=== PASSAGE CHOISI ===
Dans le recueillement et le silence de la prière , l’espérance nous est donnée comme inspiration et lumière intérieure, qui éclaire les défis et les décisions de notre mission : c’est pourquoi il est fondamental de nous recueillir dans la prière (cf. Mt 6, 6) et de trouver, dans l’intimité, le Père de la tendresse.
Vivre un Carême avec espérance signifie sentir qu’en Jésus-Christ nous sommes témoins du temps nouveau, dans lequel Dieu « fait toutes choses nouvelles » (cf. Ap 21, 1-6). C’est recevoir l’espérance du Christ qui a donné sa vie sur la croix et que Dieu a ressuscité le troisième jour, « toujours prêt à vous défendre, avec toute l’humanité, devant quiconque vous demande raison de l’espérance qui est en vous » (cf. 1 P 3, 15).
3. La charité, vécue en suivant les traces du Christ, en faisant preuve d’attention et de compassion envers chaque personne, est la plus haute expression de notre foi et de notre espérance.
La charité se réjouit de voir l’autre grandir . C'est pourquoi il souffre quand l'autre est en détresse : seul, malade, sans abri, méprisé, dans une situation de besoin... La charité est l'élan du cœur qui nous fait sortir de nous-mêmes et qui fait naître le lien de coopération et de communion.
« Sur la base de « l’amour social », il est possible d’avancer vers une civilisation de l’amour à laquelle nous pouvons tous nous sentir appelés. La charité, avec son dynamisme universel, peut construire un monde nouveau, car elle n'est pas un sentiment stérile, mais la meilleure voie pour parvenir à des voies de développement efficaces pour tous" (FT, 183).
La charité est un don qui donne un sens à notre vie, grâce auquel nous considérons ceux qui sont privés des choses les plus nécessaires comme un membre de notre famille, un ami, un frère. Le peu que nous avons, si nous le partageons avec amour, ne finit jamais, mais se transforme en une réserve de vie et de bonheur. C'est ce qui arriva avec la farine et l'huile de la veuve de Sarepta, qui donna du pain au prophète Élie (cf. 1 Rois 17, 7-16) ; et avec les pains que Jésus bénit, rompit et donna aux disciples pour qu'ils les distribuent au peuple (cf. Mc 6, 30-44). C’est ce qui arrive à nos aumônes, grandes ou petites, si nous les donnons avec joie et simplicité.

=== DONNÉES FOURNIES ===

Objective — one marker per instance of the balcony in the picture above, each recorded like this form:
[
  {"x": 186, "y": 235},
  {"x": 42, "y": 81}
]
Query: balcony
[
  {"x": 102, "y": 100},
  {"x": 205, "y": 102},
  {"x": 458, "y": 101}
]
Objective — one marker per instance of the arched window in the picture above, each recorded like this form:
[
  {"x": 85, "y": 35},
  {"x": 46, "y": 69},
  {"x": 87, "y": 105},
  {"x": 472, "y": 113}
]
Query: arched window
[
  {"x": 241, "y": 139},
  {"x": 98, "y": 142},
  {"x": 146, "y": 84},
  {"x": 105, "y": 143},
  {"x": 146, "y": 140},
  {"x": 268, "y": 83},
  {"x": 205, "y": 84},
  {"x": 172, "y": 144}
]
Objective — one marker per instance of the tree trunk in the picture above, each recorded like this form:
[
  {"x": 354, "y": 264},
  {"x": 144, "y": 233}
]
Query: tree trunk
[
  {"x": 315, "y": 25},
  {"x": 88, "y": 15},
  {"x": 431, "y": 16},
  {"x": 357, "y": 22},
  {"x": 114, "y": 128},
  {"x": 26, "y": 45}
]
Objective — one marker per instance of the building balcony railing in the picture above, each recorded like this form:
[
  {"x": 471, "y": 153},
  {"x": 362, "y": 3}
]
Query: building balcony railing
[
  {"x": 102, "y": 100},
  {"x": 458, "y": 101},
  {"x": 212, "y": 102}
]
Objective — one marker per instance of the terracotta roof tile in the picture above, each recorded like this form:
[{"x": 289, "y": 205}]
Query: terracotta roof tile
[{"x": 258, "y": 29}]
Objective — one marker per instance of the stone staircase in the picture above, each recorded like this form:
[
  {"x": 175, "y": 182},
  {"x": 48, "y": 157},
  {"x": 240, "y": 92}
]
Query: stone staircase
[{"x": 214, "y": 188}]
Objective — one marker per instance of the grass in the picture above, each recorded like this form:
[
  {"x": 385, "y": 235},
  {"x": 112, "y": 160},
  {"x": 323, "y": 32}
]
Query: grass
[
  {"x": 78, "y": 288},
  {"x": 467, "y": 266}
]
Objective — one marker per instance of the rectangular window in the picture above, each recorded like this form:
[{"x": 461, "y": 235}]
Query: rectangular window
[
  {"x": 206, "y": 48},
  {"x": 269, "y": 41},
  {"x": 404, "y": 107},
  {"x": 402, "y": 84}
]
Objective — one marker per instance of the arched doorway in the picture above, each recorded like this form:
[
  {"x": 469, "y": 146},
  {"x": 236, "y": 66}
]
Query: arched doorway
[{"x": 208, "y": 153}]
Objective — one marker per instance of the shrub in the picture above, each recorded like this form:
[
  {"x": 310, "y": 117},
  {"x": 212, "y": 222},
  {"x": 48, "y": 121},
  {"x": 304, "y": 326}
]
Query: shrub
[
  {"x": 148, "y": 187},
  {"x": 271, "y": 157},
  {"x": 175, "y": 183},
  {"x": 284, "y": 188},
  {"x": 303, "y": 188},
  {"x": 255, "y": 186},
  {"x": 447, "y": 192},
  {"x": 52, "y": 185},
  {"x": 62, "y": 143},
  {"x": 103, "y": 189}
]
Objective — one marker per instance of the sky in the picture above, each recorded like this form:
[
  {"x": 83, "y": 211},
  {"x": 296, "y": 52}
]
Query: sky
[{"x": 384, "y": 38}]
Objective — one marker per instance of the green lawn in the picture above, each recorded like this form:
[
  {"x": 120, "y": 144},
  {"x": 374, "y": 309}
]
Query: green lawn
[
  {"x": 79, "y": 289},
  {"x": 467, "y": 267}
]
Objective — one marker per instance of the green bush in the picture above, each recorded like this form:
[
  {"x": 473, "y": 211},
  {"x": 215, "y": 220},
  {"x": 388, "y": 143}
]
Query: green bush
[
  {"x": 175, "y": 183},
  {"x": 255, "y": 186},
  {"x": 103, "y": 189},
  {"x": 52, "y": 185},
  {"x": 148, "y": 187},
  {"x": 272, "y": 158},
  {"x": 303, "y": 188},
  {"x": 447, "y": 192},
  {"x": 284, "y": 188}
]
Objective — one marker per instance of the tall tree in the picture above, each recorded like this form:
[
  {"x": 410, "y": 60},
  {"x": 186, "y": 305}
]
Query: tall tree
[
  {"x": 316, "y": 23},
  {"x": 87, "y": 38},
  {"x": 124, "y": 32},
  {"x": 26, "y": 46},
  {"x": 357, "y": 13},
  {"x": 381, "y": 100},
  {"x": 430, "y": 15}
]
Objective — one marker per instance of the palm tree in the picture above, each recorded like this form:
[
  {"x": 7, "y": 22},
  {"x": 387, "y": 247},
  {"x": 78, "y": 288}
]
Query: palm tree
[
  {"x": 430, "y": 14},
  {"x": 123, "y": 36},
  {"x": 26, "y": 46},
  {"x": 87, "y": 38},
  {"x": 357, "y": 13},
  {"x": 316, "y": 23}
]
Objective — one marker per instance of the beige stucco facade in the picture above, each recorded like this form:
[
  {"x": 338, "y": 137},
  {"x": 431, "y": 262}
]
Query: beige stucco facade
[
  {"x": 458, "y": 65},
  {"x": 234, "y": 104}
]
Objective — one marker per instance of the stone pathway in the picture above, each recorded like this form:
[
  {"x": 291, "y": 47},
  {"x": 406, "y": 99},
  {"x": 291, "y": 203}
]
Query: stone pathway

=== CONSIGNES ===
1: Relevez toutes les références bibliques précédées de « cf. » dans le passage choisi.
2: Répondez à ces questions sur le passage choisi :
(a) Dans quoi l'espérance nous est-elle donnée comme inspiration et lumière intérieure ?
(b) Qui donna du pain au prophète Élie ?
(c) En quoi se transforme le peu que nous avons si nous le partageons avec amour ?
3: Poursuivez le passage sur la charité et l'espérance pendant le Carême après sa dernière phrase.
Les enregistrements ne sont pas nécessaires pour cet exercice.

=== RÉPONSES AUX CONSIGNES ===
1:
Mt 6, 6
Ap 21, 1-6
1 P 3, 15
1 Rois 17, 7-16
Mc 6, 30-44

2:
(a) Dans le recueillement et le silence de la prière.
(b) La veuve de Sarepta.
(c) En une réserve de vie et de bonheur.

3:
Vivre un Carême de charité signifie prendre soin de ceux qui se trouvent dans des conditions de souffrance, d’abandon ou de détresse à cause de la pandémie de COVID-19. Dans un contexte si incertain quant à l’avenir, rappelons-nous la parole que Dieu adresse à son Serviteur : « N’aie pas peur, car je te délivrerai » (Is 43, 1), et avec notre charité nous offrons une parole de confiance, afin que l’autre sente que Dieu l’aime comme un enfant.
« Ce n’est qu’avec un regard dont l’horizon est transformé par la charité, qui le conduit à percevoir la dignité de l’autre, que les pauvres sont découverts et valorisés dans leur immense dignité, respectés dans leur propre style et culture et, par conséquent, véritablement intégrés dans la société » (FT, 187).
Chers frères et sœurs : chaque étape de la vie est un temps pour croire, espérer et aimer. Cet appel à vivre le Carême comme un chemin de conversion et de prière, et à partager nos biens, nous aide à reconsidérer, dans notre mémoire communautaire et personnelle, la foi qui vient du Christ vivant, l’espérance animée par le souffle de l’Esprit et l’amour, dont la source inépuisable est le cœur miséricordieux du Père.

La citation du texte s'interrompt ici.